▶ _EXERCISE DESCRIPTION_
Please copy every line with the string "plate" from the entries below.

▶ _SUPPLIED MATERIAL_
######

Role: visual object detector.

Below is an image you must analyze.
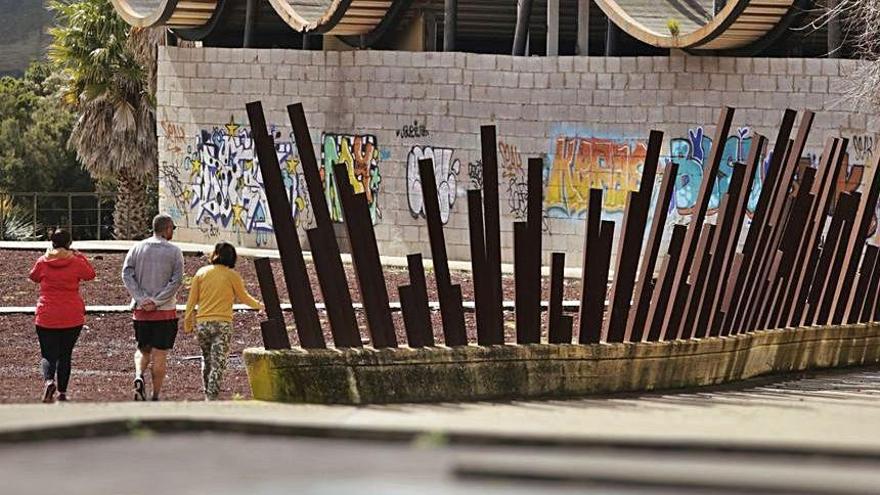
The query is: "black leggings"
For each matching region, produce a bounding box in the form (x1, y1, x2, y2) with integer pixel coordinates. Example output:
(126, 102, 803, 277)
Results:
(36, 326, 82, 393)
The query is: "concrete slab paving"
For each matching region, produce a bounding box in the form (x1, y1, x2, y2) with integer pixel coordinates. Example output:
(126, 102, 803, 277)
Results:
(1, 367, 879, 456)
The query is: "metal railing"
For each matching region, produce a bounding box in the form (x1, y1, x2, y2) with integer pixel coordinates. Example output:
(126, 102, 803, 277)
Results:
(3, 192, 116, 240)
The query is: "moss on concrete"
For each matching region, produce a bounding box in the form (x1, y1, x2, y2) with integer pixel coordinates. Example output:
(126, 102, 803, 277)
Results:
(243, 323, 880, 404)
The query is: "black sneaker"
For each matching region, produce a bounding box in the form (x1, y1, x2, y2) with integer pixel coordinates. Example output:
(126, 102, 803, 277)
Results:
(133, 376, 146, 401)
(57, 393, 67, 402)
(42, 381, 56, 404)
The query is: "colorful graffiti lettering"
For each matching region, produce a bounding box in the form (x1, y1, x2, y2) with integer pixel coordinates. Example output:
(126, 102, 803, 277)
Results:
(171, 118, 310, 247)
(321, 133, 382, 225)
(406, 146, 461, 224)
(668, 127, 754, 215)
(545, 134, 647, 217)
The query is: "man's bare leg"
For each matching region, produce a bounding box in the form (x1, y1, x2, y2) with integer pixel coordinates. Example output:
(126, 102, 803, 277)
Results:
(150, 349, 168, 400)
(133, 348, 150, 401)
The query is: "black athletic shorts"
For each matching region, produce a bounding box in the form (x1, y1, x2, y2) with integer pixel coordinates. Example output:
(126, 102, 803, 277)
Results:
(134, 319, 179, 351)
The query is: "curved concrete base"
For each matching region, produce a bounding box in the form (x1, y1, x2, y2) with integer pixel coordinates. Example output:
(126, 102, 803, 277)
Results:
(244, 324, 880, 404)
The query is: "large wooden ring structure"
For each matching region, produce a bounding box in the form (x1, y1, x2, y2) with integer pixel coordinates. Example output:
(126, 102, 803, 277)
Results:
(109, 0, 218, 29)
(110, 0, 398, 37)
(594, 0, 797, 51)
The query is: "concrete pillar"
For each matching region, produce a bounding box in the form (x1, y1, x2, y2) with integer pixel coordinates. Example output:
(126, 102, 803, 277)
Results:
(244, 0, 258, 48)
(425, 12, 438, 51)
(444, 0, 457, 51)
(605, 17, 620, 56)
(576, 0, 589, 55)
(513, 0, 534, 55)
(547, 0, 559, 56)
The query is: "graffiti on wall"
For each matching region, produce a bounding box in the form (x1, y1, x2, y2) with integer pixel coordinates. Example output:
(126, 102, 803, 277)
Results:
(498, 141, 530, 221)
(160, 121, 187, 154)
(668, 126, 755, 216)
(406, 146, 461, 224)
(161, 118, 311, 247)
(396, 120, 430, 139)
(321, 133, 382, 225)
(496, 141, 550, 232)
(468, 160, 483, 190)
(545, 134, 647, 217)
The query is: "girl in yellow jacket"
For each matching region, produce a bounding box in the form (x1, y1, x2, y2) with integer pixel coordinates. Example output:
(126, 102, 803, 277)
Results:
(184, 242, 263, 400)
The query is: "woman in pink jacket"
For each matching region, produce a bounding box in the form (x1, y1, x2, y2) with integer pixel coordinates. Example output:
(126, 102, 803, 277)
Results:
(29, 230, 96, 403)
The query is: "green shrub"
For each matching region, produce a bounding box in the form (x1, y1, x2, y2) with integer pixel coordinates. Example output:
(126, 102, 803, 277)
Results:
(667, 18, 681, 37)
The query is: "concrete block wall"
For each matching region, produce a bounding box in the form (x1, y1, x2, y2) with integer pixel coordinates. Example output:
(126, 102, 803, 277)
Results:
(156, 47, 877, 266)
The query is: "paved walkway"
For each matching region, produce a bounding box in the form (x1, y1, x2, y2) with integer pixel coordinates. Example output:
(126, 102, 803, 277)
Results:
(0, 240, 585, 278)
(2, 367, 879, 456)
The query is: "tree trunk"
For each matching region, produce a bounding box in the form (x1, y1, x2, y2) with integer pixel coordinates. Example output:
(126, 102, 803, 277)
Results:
(113, 169, 155, 240)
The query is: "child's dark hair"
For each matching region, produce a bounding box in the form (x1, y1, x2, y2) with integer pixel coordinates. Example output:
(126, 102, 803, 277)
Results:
(210, 241, 237, 268)
(50, 229, 71, 249)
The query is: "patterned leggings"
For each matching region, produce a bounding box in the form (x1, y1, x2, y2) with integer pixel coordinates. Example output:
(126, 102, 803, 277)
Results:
(196, 321, 233, 400)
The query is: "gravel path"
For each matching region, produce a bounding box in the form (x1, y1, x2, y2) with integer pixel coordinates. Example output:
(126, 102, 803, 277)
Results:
(0, 249, 582, 403)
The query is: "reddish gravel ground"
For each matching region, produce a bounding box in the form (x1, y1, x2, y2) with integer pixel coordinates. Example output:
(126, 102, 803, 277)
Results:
(0, 249, 581, 403)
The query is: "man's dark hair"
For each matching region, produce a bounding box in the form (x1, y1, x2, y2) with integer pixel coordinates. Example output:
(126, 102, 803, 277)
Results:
(210, 241, 237, 269)
(50, 229, 72, 249)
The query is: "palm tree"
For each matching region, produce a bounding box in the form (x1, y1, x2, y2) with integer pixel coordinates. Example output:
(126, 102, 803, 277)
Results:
(48, 0, 162, 239)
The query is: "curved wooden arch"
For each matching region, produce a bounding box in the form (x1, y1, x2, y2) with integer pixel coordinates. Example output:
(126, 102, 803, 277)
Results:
(594, 0, 796, 51)
(109, 0, 218, 29)
(267, 0, 395, 35)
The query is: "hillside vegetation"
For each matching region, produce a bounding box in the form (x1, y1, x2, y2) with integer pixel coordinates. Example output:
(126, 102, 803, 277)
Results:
(0, 1, 52, 76)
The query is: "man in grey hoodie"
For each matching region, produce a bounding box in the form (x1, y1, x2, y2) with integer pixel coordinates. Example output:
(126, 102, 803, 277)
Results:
(122, 214, 184, 401)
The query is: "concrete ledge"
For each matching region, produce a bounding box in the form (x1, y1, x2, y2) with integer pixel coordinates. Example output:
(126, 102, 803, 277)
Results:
(244, 323, 880, 404)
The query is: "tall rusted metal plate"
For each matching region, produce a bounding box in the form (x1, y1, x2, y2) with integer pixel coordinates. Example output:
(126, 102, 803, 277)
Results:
(514, 221, 532, 344)
(734, 111, 814, 334)
(864, 248, 880, 322)
(524, 157, 544, 343)
(578, 188, 603, 339)
(579, 220, 615, 344)
(782, 138, 844, 328)
(646, 224, 687, 342)
(287, 103, 360, 348)
(548, 252, 568, 344)
(253, 257, 285, 325)
(677, 223, 714, 340)
(627, 161, 678, 343)
(832, 152, 880, 324)
(246, 101, 324, 349)
(419, 158, 467, 346)
(605, 130, 662, 343)
(720, 110, 797, 334)
(406, 253, 434, 346)
(253, 257, 291, 350)
(480, 125, 504, 339)
(687, 161, 747, 338)
(399, 285, 424, 347)
(649, 107, 735, 341)
(698, 140, 759, 337)
(333, 162, 397, 348)
(260, 319, 292, 351)
(816, 192, 860, 325)
(754, 167, 817, 330)
(467, 189, 494, 344)
(804, 193, 855, 327)
(848, 245, 878, 324)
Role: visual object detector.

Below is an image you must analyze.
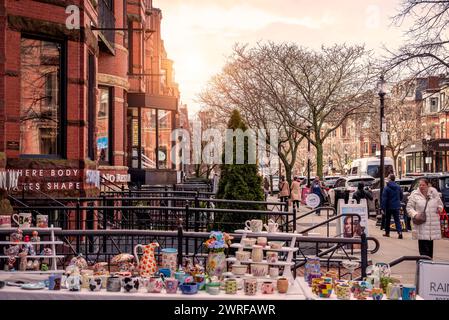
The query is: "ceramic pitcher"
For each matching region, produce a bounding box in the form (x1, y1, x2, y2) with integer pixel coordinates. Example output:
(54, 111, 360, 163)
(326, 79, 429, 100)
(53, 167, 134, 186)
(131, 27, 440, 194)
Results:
(134, 242, 159, 277)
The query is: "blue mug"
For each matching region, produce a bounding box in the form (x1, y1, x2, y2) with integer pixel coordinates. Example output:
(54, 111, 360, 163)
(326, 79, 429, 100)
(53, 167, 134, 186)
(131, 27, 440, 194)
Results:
(180, 282, 198, 295)
(402, 285, 416, 300)
(48, 274, 62, 290)
(158, 268, 171, 278)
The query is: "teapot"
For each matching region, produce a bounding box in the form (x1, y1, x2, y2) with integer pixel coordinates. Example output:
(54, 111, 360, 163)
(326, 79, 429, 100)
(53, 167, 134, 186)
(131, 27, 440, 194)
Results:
(134, 242, 159, 277)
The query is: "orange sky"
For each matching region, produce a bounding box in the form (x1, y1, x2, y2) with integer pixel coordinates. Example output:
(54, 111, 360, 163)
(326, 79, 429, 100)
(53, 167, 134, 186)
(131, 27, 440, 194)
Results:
(153, 0, 408, 116)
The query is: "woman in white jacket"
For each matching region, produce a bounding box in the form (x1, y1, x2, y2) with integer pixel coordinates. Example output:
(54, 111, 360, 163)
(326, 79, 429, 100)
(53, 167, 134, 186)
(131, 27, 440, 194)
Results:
(406, 178, 443, 259)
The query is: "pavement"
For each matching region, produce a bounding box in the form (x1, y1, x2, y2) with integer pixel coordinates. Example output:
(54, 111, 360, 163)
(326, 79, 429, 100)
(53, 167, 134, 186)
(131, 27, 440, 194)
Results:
(267, 196, 449, 284)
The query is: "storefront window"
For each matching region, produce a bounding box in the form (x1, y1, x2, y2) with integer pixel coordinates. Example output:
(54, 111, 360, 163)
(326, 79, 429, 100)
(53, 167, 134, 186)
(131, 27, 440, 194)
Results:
(141, 109, 157, 168)
(20, 37, 61, 156)
(158, 110, 172, 169)
(97, 87, 111, 163)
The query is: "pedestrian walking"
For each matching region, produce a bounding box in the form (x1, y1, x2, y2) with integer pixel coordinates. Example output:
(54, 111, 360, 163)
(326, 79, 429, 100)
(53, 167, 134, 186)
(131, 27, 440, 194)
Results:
(406, 178, 443, 259)
(381, 174, 404, 239)
(311, 177, 325, 215)
(279, 176, 290, 209)
(263, 176, 270, 201)
(290, 176, 301, 209)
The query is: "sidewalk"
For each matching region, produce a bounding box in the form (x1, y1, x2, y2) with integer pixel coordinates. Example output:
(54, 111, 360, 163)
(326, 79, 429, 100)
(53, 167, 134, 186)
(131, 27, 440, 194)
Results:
(268, 197, 449, 284)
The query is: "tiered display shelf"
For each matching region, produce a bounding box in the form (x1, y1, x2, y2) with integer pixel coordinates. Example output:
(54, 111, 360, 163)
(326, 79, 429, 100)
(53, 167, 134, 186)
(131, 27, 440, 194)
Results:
(0, 225, 64, 274)
(226, 229, 302, 295)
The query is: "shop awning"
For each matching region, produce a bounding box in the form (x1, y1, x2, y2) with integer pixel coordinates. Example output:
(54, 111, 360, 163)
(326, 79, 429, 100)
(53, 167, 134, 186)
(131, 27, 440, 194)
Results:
(127, 93, 178, 111)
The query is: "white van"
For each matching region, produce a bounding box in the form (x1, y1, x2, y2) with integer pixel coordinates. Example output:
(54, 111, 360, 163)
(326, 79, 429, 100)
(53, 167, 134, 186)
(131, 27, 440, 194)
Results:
(350, 157, 395, 179)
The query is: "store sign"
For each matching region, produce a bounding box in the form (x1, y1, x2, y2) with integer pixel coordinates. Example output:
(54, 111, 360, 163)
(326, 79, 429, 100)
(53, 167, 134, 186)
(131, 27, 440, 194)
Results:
(102, 173, 131, 183)
(0, 170, 20, 190)
(4, 169, 82, 191)
(418, 260, 449, 300)
(337, 199, 369, 237)
(305, 193, 320, 208)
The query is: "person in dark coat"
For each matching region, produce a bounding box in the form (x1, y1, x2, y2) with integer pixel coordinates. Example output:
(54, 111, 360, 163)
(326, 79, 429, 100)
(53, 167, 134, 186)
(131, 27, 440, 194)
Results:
(381, 174, 404, 239)
(352, 182, 373, 204)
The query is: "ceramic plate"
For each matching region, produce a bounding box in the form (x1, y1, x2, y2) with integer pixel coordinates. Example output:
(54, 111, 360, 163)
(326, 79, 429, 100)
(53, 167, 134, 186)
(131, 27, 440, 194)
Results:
(6, 281, 27, 287)
(21, 282, 46, 290)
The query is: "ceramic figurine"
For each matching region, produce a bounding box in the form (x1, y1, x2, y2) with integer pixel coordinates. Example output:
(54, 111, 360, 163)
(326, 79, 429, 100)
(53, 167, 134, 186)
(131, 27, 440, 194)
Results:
(7, 256, 16, 271)
(65, 264, 80, 275)
(31, 231, 41, 253)
(41, 263, 49, 271)
(93, 262, 109, 275)
(69, 254, 88, 270)
(18, 250, 28, 271)
(10, 229, 23, 242)
(42, 248, 53, 256)
(26, 260, 33, 270)
(24, 235, 30, 242)
(33, 260, 40, 271)
(25, 242, 35, 256)
(111, 253, 135, 273)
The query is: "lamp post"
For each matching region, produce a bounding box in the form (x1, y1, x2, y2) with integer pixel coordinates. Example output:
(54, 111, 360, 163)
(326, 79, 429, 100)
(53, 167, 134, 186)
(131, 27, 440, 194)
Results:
(378, 75, 387, 214)
(307, 125, 312, 188)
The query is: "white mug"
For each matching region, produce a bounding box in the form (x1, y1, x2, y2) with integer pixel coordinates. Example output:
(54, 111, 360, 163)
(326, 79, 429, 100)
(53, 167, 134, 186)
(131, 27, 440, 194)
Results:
(264, 219, 279, 233)
(245, 219, 263, 232)
(269, 267, 280, 278)
(12, 213, 32, 228)
(36, 215, 49, 228)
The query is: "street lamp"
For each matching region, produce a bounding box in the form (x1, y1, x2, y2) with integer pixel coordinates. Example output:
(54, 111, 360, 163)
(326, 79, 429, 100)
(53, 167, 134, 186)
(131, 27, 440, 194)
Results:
(378, 75, 387, 216)
(307, 125, 312, 188)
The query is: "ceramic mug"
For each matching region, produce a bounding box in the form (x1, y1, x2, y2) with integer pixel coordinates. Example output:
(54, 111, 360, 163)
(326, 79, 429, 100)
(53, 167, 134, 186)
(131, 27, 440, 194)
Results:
(251, 264, 268, 277)
(161, 248, 178, 275)
(36, 215, 49, 228)
(81, 270, 94, 289)
(236, 251, 251, 262)
(225, 278, 237, 294)
(335, 283, 351, 300)
(277, 278, 289, 294)
(48, 274, 61, 290)
(0, 215, 12, 228)
(180, 282, 199, 295)
(66, 274, 81, 291)
(387, 283, 402, 300)
(147, 276, 164, 293)
(89, 277, 103, 292)
(371, 287, 384, 300)
(159, 268, 172, 278)
(164, 278, 179, 294)
(245, 219, 263, 232)
(244, 278, 258, 296)
(206, 282, 221, 295)
(251, 245, 264, 263)
(269, 267, 279, 278)
(264, 220, 279, 233)
(266, 251, 278, 264)
(106, 276, 122, 292)
(174, 270, 186, 283)
(121, 276, 140, 293)
(257, 237, 268, 247)
(402, 284, 416, 300)
(261, 281, 275, 294)
(12, 212, 32, 228)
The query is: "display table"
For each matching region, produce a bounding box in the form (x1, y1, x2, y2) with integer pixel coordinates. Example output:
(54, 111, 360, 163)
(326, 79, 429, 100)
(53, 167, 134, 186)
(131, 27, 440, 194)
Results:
(296, 278, 423, 300)
(0, 286, 306, 300)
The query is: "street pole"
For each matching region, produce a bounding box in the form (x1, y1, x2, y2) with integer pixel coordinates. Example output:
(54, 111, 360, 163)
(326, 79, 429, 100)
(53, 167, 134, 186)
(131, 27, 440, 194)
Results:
(307, 126, 312, 188)
(378, 75, 386, 228)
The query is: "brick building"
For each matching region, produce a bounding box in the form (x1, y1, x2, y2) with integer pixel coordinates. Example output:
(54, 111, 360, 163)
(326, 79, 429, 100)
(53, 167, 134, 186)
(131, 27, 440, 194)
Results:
(0, 0, 182, 197)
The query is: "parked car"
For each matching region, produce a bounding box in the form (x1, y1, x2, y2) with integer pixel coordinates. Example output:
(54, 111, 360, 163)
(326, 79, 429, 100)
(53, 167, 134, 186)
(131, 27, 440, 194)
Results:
(327, 175, 376, 208)
(403, 174, 449, 211)
(323, 176, 340, 189)
(369, 177, 414, 216)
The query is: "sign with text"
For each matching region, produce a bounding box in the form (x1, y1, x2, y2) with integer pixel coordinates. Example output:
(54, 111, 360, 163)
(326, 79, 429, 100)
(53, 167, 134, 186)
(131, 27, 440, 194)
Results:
(418, 260, 449, 300)
(337, 199, 369, 237)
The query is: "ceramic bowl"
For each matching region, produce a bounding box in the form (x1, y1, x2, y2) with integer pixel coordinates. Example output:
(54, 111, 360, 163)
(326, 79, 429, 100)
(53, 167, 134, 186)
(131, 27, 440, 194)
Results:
(232, 264, 248, 275)
(242, 238, 257, 247)
(180, 282, 198, 295)
(250, 264, 268, 277)
(236, 251, 251, 262)
(268, 241, 285, 250)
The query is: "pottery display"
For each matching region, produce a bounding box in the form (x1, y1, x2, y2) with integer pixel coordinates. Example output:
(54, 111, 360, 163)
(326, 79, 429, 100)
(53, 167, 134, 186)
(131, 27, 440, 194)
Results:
(225, 278, 237, 294)
(134, 242, 159, 277)
(161, 248, 177, 276)
(277, 277, 289, 294)
(261, 281, 275, 294)
(106, 276, 122, 292)
(251, 245, 264, 262)
(250, 264, 268, 277)
(122, 276, 140, 293)
(236, 251, 251, 262)
(12, 212, 32, 228)
(244, 278, 257, 296)
(257, 237, 268, 247)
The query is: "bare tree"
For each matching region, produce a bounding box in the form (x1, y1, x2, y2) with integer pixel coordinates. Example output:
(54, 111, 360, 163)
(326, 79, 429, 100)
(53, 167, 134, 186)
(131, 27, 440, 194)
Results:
(386, 0, 449, 77)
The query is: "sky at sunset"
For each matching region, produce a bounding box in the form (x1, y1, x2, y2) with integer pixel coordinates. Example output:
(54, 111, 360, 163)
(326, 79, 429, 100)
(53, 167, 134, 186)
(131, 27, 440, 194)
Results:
(153, 0, 409, 117)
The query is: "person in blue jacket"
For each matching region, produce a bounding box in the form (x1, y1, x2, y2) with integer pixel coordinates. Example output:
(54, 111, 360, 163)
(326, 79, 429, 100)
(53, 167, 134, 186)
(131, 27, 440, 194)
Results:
(381, 174, 404, 239)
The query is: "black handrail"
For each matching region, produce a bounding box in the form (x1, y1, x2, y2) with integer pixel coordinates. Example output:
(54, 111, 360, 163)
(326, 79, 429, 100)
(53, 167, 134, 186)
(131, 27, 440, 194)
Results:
(299, 213, 361, 235)
(388, 255, 432, 267)
(295, 206, 336, 237)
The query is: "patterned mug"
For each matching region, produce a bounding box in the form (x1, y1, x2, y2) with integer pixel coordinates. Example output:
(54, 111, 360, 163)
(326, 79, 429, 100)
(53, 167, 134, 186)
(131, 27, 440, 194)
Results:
(244, 278, 258, 296)
(147, 276, 164, 293)
(164, 278, 179, 294)
(261, 281, 275, 294)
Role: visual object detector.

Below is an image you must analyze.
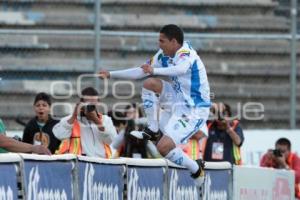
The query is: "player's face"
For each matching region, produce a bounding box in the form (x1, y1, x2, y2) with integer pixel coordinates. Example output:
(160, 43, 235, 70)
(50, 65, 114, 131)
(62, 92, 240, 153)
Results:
(159, 33, 176, 56)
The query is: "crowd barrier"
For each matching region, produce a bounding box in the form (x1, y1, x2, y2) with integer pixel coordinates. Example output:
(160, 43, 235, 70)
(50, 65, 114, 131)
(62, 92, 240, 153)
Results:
(0, 153, 294, 200)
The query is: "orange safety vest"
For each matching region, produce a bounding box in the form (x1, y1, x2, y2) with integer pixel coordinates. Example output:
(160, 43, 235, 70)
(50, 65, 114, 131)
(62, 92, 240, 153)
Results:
(180, 139, 200, 160)
(55, 115, 111, 158)
(201, 120, 242, 165)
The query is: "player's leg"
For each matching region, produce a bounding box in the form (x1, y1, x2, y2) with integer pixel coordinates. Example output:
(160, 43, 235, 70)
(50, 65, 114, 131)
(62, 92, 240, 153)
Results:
(140, 77, 178, 141)
(141, 77, 162, 133)
(157, 134, 205, 186)
(160, 107, 209, 186)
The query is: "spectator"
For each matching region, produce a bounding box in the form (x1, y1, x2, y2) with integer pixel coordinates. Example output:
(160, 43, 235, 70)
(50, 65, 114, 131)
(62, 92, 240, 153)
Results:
(22, 92, 61, 154)
(109, 110, 148, 158)
(125, 103, 147, 130)
(125, 103, 143, 120)
(53, 87, 117, 158)
(0, 118, 51, 155)
(108, 110, 129, 157)
(0, 118, 7, 153)
(109, 110, 161, 158)
(203, 102, 244, 165)
(260, 138, 300, 198)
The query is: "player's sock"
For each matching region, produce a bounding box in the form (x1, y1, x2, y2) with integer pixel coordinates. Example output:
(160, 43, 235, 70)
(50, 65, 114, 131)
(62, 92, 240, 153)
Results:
(142, 87, 159, 132)
(165, 147, 199, 173)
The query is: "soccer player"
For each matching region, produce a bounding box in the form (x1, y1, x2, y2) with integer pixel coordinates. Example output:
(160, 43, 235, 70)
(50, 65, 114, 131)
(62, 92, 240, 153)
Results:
(99, 24, 210, 186)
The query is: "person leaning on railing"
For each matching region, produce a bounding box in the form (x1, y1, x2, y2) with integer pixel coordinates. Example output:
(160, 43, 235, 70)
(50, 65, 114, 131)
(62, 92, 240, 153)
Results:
(0, 118, 51, 155)
(260, 138, 300, 199)
(22, 92, 61, 154)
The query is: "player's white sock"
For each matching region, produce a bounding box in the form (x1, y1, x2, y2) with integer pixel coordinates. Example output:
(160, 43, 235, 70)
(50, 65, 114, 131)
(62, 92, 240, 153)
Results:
(142, 87, 159, 132)
(165, 147, 199, 174)
(146, 141, 162, 158)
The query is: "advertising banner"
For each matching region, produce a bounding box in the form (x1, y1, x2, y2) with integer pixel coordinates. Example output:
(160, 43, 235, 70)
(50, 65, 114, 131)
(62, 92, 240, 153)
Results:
(127, 166, 164, 200)
(233, 165, 295, 200)
(78, 161, 125, 200)
(0, 163, 18, 200)
(23, 161, 74, 200)
(203, 169, 231, 200)
(168, 168, 200, 200)
(167, 167, 231, 200)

######

▶ _RESPONSE_
The query is: "tall rusted metal plate"
The query is: "ceramic plate"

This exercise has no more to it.